# how big are you arms



## wraith (Jun 22, 2003)

just curious to hear some measurements from around the board ,mine are 15 right now ,i know thats not real big but compared to a guy with 11 inch arms im a monster lol jk


----------



## Eggs (Jun 22, 2003)

If it makes you feel better, mine are only 15 3/4 cold right now.  Ouch.


----------



## wraith (Jun 22, 2003)

what were they when you started working on them.i started three months ago and have gained an inch and a half


----------



## Eggs (Jun 22, 2003)

Well, I think they started around 14" probably... were up to 17" about a year ago.  Then I took some time off to sit on my thumb and get skinny   Now I'm working to reverse that and am back in it.


----------



## Eggs (Jun 22, 2003)

btw, this might have been better in the training forum... doesnt really belong in the supplements forum


----------



## Mudge (Jun 22, 2003)

Are you measuring flexed? As a freshman in high school, I was 5'9" and had 15.25" arms about, I think I got to 15.75" at the end of the year.

#### STUDY QUESTIONS:
#1 Copy the part of the arm-size forum thread from "Well, I think" up to and including "back in it.".
#2 Continue the forum thread about arm measurements from the point where it ends.
You won't need the records for anything here.

Records taken from a dataset
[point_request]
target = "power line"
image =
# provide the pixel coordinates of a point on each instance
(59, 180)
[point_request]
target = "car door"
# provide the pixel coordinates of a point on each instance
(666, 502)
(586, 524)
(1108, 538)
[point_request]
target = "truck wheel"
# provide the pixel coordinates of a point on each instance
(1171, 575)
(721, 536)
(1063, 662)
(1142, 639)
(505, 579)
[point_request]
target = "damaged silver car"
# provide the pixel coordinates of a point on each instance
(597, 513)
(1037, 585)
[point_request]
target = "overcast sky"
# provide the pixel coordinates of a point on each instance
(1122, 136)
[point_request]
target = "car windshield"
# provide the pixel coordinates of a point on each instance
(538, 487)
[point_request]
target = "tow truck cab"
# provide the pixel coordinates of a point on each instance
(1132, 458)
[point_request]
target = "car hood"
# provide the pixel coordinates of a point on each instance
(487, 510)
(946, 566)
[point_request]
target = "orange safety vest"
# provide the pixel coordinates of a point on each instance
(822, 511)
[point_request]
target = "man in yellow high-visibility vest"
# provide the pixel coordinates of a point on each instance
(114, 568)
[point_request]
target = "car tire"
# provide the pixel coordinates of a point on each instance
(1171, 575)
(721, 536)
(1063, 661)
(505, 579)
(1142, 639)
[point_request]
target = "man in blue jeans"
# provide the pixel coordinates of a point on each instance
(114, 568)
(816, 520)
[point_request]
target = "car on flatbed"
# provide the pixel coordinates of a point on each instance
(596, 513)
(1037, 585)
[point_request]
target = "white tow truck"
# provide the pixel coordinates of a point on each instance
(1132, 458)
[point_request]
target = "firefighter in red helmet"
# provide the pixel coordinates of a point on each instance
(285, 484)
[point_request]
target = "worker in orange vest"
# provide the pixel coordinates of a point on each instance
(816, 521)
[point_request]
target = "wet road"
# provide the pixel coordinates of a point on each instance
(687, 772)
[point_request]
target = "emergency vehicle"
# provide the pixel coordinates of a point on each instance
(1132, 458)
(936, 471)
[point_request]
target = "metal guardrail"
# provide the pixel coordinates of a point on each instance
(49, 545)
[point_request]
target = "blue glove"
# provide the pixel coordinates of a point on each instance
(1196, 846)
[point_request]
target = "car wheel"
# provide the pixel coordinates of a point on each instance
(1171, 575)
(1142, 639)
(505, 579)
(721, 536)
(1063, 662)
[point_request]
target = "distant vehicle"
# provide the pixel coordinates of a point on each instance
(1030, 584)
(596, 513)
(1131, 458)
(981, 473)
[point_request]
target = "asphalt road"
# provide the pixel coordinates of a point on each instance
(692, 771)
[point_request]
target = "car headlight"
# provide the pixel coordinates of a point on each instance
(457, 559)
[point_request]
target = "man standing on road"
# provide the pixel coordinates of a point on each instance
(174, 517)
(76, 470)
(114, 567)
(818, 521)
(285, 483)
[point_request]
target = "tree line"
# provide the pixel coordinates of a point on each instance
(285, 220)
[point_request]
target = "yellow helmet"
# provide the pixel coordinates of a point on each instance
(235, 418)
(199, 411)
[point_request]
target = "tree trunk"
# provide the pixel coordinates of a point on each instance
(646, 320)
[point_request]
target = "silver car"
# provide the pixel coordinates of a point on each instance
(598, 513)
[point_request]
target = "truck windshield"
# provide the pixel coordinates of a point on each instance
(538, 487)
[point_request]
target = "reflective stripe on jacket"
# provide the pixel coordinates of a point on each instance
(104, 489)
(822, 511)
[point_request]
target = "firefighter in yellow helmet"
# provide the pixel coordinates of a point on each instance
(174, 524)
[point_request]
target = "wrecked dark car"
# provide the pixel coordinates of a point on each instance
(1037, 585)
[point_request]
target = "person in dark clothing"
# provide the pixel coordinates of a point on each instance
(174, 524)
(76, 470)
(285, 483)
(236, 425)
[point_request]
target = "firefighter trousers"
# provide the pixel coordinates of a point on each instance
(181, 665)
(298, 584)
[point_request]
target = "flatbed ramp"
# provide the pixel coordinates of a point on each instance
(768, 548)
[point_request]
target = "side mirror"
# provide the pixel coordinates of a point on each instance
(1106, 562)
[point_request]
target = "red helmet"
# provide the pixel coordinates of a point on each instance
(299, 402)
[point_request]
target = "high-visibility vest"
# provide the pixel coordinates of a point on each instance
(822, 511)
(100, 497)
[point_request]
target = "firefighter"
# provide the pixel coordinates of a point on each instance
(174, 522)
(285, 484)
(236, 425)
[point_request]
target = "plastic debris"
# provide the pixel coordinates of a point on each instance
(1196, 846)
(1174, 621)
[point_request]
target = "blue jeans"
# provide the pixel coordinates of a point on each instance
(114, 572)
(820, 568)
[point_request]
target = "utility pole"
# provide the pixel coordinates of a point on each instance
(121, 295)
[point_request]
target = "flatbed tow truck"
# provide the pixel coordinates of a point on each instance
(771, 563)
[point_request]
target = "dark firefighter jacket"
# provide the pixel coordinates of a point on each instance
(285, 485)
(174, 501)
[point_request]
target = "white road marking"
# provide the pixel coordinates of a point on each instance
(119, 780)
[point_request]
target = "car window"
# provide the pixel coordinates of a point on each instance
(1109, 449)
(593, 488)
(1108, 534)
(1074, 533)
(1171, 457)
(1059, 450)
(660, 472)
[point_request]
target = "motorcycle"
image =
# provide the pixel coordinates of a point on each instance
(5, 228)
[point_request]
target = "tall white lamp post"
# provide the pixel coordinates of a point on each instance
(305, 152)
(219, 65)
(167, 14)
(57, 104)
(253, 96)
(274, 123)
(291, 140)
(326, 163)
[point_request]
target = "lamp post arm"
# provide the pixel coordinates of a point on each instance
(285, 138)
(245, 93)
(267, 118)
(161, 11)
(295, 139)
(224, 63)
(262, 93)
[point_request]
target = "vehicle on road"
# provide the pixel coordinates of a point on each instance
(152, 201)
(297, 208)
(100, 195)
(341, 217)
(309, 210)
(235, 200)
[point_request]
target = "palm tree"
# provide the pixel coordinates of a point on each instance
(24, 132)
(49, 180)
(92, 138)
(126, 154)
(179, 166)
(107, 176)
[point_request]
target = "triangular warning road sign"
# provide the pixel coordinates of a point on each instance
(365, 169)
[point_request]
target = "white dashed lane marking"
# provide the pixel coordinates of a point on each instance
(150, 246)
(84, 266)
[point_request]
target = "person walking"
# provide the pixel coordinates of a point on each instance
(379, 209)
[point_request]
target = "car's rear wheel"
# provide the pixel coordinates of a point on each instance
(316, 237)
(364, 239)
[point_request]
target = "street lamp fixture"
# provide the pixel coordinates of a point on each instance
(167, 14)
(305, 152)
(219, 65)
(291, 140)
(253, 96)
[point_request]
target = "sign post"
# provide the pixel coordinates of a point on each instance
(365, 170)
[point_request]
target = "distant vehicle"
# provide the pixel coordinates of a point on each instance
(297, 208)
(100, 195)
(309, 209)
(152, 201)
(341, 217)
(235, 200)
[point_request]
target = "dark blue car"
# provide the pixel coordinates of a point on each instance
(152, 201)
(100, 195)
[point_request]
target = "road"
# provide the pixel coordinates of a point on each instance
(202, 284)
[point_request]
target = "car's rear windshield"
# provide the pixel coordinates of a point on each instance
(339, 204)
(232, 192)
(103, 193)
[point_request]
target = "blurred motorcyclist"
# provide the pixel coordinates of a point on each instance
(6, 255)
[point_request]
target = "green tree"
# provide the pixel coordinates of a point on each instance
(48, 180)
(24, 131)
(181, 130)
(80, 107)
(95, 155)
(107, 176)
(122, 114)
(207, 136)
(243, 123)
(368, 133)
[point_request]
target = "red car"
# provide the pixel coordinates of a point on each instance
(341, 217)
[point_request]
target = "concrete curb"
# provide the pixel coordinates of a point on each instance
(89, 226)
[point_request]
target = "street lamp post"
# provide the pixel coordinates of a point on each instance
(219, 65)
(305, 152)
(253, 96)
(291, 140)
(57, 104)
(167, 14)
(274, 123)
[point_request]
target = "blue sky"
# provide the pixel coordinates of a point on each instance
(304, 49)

#### RESPONSES FOR EACH TASK:
#1
Well, I think they started around 14" probably... were up to 17" about a year ago.  Then I took some time off to sit on my thumb and get skinny   Now I'm working to reverse that and am back in it.

#2
6'2" 231 and 18.25" cold (flexed), best ever was 18.5" and I'm trying to break a rut right now so its time for some punishment!


----------



## turtleguy11688 (Jun 22, 2003)

my right arm is 17''  and my left is 16 1/2 or 3/4 i forgot,
 i have been working out for almost 4 months and i got about an inche growth ,

jess


----------



## Malachor (Jun 23, 2003)

I started out with 13 inch arms on the button and I'm at 16 inch arms right now in 3 years.  Not too bad for not being 100% serious and not having a set diet.


----------



## Twin Peak (Jun 23, 2003)

I currently am taping at around 18 cold, but flexed.  I have been able to keep my size while dropping 20 pounds and about 6-7% BF, which I am pleased with.


----------



## MeanCuts (Jun 23, 2003)

> _*Originally posted by wraith *_
> i started three months ago and have gained an inch and a half



Yeah ok


----------



## rburton (Jun 23, 2003)

18.25 in cold @ BWT of 250 w/11% BF


----------



## I Are Baboon (Jun 23, 2003)

Just measured mine at 15".  Hmm...they're bigger than I thought they were.


----------



## Brad140 (Jun 23, 2003)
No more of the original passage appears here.